(Natural language region descriptions)
________________________
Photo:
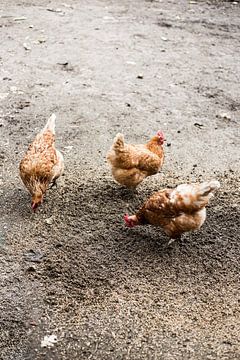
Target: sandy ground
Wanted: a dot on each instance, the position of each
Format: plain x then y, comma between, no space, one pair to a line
72,269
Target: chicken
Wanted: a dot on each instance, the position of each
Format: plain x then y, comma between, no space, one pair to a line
42,163
133,163
176,210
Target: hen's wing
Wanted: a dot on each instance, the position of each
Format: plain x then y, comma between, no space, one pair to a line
193,197
39,160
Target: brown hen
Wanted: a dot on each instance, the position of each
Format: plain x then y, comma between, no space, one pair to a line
176,210
42,164
131,164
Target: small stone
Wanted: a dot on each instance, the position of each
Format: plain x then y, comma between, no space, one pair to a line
26,47
224,115
49,221
31,269
20,18
42,40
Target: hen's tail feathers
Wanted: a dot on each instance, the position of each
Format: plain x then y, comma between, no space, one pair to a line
50,125
208,187
118,143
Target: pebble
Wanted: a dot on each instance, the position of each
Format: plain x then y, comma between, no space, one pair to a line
49,221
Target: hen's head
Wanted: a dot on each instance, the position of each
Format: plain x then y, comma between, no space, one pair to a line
37,200
130,221
161,137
________________________
*Task objective:* Pictures aside, reproduce all of the data exactly.

*Solution for this problem:*
Photo:
Target: sandy ground
Wanted: a dot on each instance, the position of each
Format: plain x then y, comma between, no space, one pair to a line
72,269
Target: chicken
Wanted: a dot on each instance, the position of each
Format: plain x then y, comma between, no space, one pair to a line
42,163
133,163
176,210
Target: hen's wing
Wanted: a dot on each instance, the position of each
Format: plain x then y, comma between, no space, one pair to a line
193,197
39,160
Target: brown hen
Wanted: a dot on each instance, the position of each
Format: plain x then y, comma between, no space, one pair to a line
176,210
42,164
131,164
Target: small stone
Wanted: a dot on each instance, the position of each
Format: plain x then y, comma between, no space, one pair to a line
26,47
224,115
49,221
31,269
20,18
42,40
Target: hen's tail feathers
Wanted: a dot on each instance, the position of each
Format: plain x then y, comma between, no space, one pair to a line
50,125
208,187
118,143
Target: pebble
Wanted: a dot on each instance, the position of each
Format: plain x then y, comma between, no space, one pair to a line
49,221
Target: hen's head
Wanted: a dot on each instance, the position of each
Format: plain x then y, comma between, no space, one pair to a line
37,200
130,221
161,137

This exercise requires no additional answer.